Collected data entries
[START]

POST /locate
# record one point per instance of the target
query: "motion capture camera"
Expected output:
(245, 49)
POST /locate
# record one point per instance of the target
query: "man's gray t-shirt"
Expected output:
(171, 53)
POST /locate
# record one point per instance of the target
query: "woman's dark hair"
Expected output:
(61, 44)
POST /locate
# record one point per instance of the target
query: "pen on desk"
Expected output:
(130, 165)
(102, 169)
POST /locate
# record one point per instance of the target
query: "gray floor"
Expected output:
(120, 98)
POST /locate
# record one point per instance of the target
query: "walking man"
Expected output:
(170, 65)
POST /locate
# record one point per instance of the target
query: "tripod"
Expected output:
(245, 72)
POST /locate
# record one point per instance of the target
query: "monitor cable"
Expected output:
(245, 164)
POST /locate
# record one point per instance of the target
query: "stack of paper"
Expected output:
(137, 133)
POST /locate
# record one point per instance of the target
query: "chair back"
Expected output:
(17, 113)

[END]

▶ [Given task] Please rewrite all the items above, replacing "gray" with "light gray" and leaving everything else unchanged.

▶ [Task output]
POST /locate
# record one point per instance of the target
query: "motion capture camera"
Expected output:
(245, 49)
POST /locate
# record one point per instance of the target
query: "man's light gray t-shirt"
Expected output:
(171, 53)
POST /locate
# record one point per instance of the target
query: "woman's dark hair"
Expected output:
(61, 44)
POST /locate
# record one point per instance of the target
query: "pen on desk"
Expected output:
(130, 165)
(102, 169)
POST /locate
# record one point per instance of the target
query: "light gray floor"
Expected output:
(120, 98)
POST /locate
# record one point per instance of the target
query: "walking man"
Expected output:
(170, 65)
POST /locate
# record one point per instance of the target
query: "tripod"
Expected output:
(245, 72)
POST /locate
# record one point per instance of the target
query: "monitor cable"
Expected output:
(245, 164)
POST /locate
# record one point per instance of the target
query: "stack of paper"
Expected output:
(137, 133)
POST /locate
# record one point per instance of the target
query: "chair back"
Expected output:
(17, 113)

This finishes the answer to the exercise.